◆ **Description of the task**
Rewrite the rows below with "occurrence" switched to "instance" wherever it appears, leaving everything else unchanged.

◆ **Task input**
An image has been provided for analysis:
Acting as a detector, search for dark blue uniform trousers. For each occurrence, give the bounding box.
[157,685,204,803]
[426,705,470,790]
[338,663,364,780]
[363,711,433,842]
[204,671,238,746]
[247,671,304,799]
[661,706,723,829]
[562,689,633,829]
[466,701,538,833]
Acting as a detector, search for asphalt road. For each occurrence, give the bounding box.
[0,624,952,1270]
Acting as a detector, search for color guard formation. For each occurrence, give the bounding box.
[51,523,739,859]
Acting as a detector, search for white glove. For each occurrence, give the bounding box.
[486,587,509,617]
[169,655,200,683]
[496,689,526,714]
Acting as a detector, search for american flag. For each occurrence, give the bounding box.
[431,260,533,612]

◆ **Final answer**
An image has been provided for analysis:
Acting as a detector, search for dark blue uniform trousers. For each instance, give the bounding box.
[157,685,204,803]
[426,705,470,790]
[338,663,364,780]
[363,711,433,842]
[204,671,238,746]
[247,671,304,799]
[661,706,723,829]
[562,689,633,829]
[466,701,538,833]
Acting as a detector, search for asphalt road. For each instance, give the bounding box.
[0,624,952,1270]
Acting as a detector, search for color guard formation. For each instance, give the bounding box.
[51,523,739,859]
Acting as a detector, search for white glove. For each instance, give the bounding box.
[486,587,509,617]
[169,655,200,683]
[496,689,526,714]
Acting as a detector, search for american flag. For each instance, give the bounding box.
[431,260,533,612]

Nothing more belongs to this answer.